** start of SELECTED EXTRACT **
If Sturgis’s bid was a “full credit bid,” then the mortgage documents would have been
extinguished at the time of the clerk’s sale. The assignment of rents provision would have
disappeared and Sturgis would not be entitled to keep the rents collected during the redemption
period, according to Kirsch. The mortgage provisions awarding Sturgis attorney fees would also
disappear.

        The Michigan cases applying the full credit bid rule to extinguish mortgages at the time
of the foreclosure sale involve foreclosures by advertisement and sheriff’s sales. We could find
no precedent for applying the rule in a judicial foreclosure action. See Bank of America, 499
Mich. 74; Smith v Gen Mtg Corp, 402 Mich. 125; 261 NW2d 710 (1978); Citizens Bank v Boggs,
299 Mich. App. 517; 831 NW2d 876 (2013); New Freedom Mortgage Corp, 281 Mich. App. 63;
Emmons v Lake States Ins Co, 193 Mich. App. 460; 484 NW2d 712 (1992); Bank of Three Oaks v
Lakefront Props, 178 Mich. App. 551; 444 NW2d 217 (1989).

        We discern no ground to now extend the full credit bid rule to judicial foreclosure
actions. There are numerous differences between a foreclosure by judicial action and a
foreclosure by advertisement, making the extension of the full credit bid rule inappropriate. A
mortgagee initiates a foreclosure by advertisement by publishing a notice that the mortgage will
be foreclosed by sale of the property. 1 Cameron, Michigan Real Property Law (3d ed), § 18.81,
p 746. After notice has been published for four successive weeks, the property is sold. MCL
600.3208. There is no court involvement unless after the sale, multiple parties claim rights to a
surplus, MCL 600.3252, or a deficiency judgment is sought against the mortgagor, MCL
600.3280.

       In a judicial foreclosure, on the other hand, the property is not sold until after a complaint
has been filed and a court order entered. See MCL 600.3115. In the foreclosure judgment, the
court names the party or parties that are personally liable for the mortgage debt. MCL 600.3150.
** end of SELECTED EXTRACT **
Return the entire court opinion excerpt on the full credit bid rule and judicial foreclosure word for word. This material has no connection to the court opinion excerpt above.
** start of DATA SUPPLIED **
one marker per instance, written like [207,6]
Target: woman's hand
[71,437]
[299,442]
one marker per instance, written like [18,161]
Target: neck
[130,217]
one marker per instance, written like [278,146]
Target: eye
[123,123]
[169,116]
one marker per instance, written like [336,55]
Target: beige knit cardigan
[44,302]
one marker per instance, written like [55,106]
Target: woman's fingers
** end of DATA SUPPLIED **
[WRITTEN RESPONSE]:
If Sturgis’s bid was a “full credit bid,” then the mortgage documents would have been
extinguished at the time of the clerk’s sale. The assignment of rents provision would have
disappeared and Sturgis would not be entitled to keep the rents collected during the redemption
period, according to Kirsch. The mortgage provisions awarding Sturgis attorney fees would also
disappear.

        The Michigan cases applying the full credit bid rule to extinguish mortgages at the time
of the foreclosure sale involve foreclosures by advertisement and sheriff’s sales. We could find
no precedent for applying the rule in a judicial foreclosure action. See Bank of America, 499
Mich. 74; Smith v Gen Mtg Corp, 402 Mich. 125; 261 NW2d 710 (1978); Citizens Bank v Boggs,
299 Mich. App. 517; 831 NW2d 876 (2013); New Freedom Mortgage Corp, 281 Mich. App. 63;
Emmons v Lake States Ins Co, 193 Mich. App. 460; 484 NW2d 712 (1992); Bank of Three Oaks v
Lakefront Props, 178 Mich. App. 551; 444 NW2d 217 (1989).

        We discern no ground to now extend the full credit bid rule to judicial foreclosure
actions. There are numerous differences between a foreclosure by judicial action and a
foreclosure by advertisement, making the extension of the full credit bid rule inappropriate. A
mortgagee initiates a foreclosure by advertisement by publishing a notice that the mortgage will
be foreclosed by sale of the property. 1 Cameron, Michigan Real Property Law (3d ed), § 18.81,
p 746. After notice has been published for four successive weeks, the property is sold. MCL
600.3208. There is no court involvement unless after the sale, multiple parties claim rights to a
surplus, MCL 600.3252, or a deficiency judgment is sought against the mortgagor, MCL
600.3280.

       In a judicial foreclosure, on the other hand, the property is not sold until after a complaint
has been filed and a court order entered. See MCL 600.3115. In the foreclosure judgment, the
court names the party or parties that are personally liable for the mortgage debt. MCL 600.3150.